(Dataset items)
..............................

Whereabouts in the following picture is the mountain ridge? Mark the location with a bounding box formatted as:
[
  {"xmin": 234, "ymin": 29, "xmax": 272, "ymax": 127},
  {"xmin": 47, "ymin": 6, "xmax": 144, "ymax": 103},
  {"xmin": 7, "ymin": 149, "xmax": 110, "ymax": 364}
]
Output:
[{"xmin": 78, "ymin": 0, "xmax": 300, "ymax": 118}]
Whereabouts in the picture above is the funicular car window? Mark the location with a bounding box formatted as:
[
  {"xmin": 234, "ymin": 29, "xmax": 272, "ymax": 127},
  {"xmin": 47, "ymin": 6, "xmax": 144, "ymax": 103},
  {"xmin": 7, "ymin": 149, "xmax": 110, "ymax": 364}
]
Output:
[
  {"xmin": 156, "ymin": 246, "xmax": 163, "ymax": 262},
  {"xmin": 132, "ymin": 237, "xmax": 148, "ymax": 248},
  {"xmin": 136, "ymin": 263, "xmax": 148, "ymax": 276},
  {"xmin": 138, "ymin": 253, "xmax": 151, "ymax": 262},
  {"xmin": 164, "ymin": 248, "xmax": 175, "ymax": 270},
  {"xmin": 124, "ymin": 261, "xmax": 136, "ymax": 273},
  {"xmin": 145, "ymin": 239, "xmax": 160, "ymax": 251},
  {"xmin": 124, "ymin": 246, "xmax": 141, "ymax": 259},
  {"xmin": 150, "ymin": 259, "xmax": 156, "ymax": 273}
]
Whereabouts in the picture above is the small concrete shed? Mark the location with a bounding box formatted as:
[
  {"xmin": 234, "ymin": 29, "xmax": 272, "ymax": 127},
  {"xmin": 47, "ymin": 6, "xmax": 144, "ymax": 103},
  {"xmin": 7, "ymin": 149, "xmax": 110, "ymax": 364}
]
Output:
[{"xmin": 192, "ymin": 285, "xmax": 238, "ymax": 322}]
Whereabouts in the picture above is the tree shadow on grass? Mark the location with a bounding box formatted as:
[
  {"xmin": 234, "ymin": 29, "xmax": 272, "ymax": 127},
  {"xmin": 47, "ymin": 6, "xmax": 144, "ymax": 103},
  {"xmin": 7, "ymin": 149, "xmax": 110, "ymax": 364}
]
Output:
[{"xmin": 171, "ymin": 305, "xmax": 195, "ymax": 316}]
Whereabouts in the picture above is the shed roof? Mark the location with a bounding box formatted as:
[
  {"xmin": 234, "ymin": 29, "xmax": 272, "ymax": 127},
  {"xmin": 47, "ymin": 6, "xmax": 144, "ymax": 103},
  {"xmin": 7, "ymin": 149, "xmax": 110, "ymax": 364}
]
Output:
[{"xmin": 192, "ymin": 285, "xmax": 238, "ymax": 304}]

..............................

▶ [What is needed] Reproduce all of the records above word for word, leaving every line unchanged.

▶ [Response to this task]
Whereabouts in the following picture is the mountain ridge? Mark the location with a bounding box formatted as:
[
  {"xmin": 234, "ymin": 29, "xmax": 272, "ymax": 127},
  {"xmin": 47, "ymin": 6, "xmax": 144, "ymax": 103},
  {"xmin": 7, "ymin": 149, "xmax": 110, "ymax": 364}
]
Output:
[{"xmin": 78, "ymin": 0, "xmax": 300, "ymax": 118}]
Whereabouts in the picture above is the funicular car window? Mark the location with a bounding box formatted as:
[
  {"xmin": 234, "ymin": 29, "xmax": 272, "ymax": 127},
  {"xmin": 47, "ymin": 6, "xmax": 144, "ymax": 103},
  {"xmin": 7, "ymin": 149, "xmax": 110, "ymax": 364}
]
Output:
[
  {"xmin": 156, "ymin": 246, "xmax": 163, "ymax": 262},
  {"xmin": 132, "ymin": 237, "xmax": 148, "ymax": 248},
  {"xmin": 136, "ymin": 263, "xmax": 148, "ymax": 276},
  {"xmin": 138, "ymin": 253, "xmax": 151, "ymax": 262},
  {"xmin": 164, "ymin": 248, "xmax": 175, "ymax": 270},
  {"xmin": 124, "ymin": 261, "xmax": 136, "ymax": 273},
  {"xmin": 145, "ymin": 239, "xmax": 160, "ymax": 251},
  {"xmin": 124, "ymin": 246, "xmax": 141, "ymax": 259},
  {"xmin": 150, "ymin": 259, "xmax": 156, "ymax": 273}
]
Whereabouts in the picture above is the small concrete shed? Mark the location with a bounding box formatted as:
[
  {"xmin": 234, "ymin": 29, "xmax": 272, "ymax": 127},
  {"xmin": 47, "ymin": 6, "xmax": 144, "ymax": 103},
  {"xmin": 7, "ymin": 149, "xmax": 110, "ymax": 364}
]
Output:
[{"xmin": 192, "ymin": 285, "xmax": 238, "ymax": 322}]
Whereabouts in the picture above is the tree shadow on grass? Mark the location with a bounding box formatted as:
[
  {"xmin": 234, "ymin": 29, "xmax": 272, "ymax": 127},
  {"xmin": 47, "ymin": 6, "xmax": 144, "ymax": 103},
  {"xmin": 7, "ymin": 149, "xmax": 110, "ymax": 364}
]
Output:
[{"xmin": 171, "ymin": 305, "xmax": 195, "ymax": 316}]
Whereabouts in the picture above is the shed roof? Mark the location with a bounding box formatted as:
[
  {"xmin": 234, "ymin": 29, "xmax": 272, "ymax": 127},
  {"xmin": 47, "ymin": 6, "xmax": 144, "ymax": 103},
  {"xmin": 7, "ymin": 149, "xmax": 110, "ymax": 364}
]
Output:
[{"xmin": 192, "ymin": 285, "xmax": 238, "ymax": 304}]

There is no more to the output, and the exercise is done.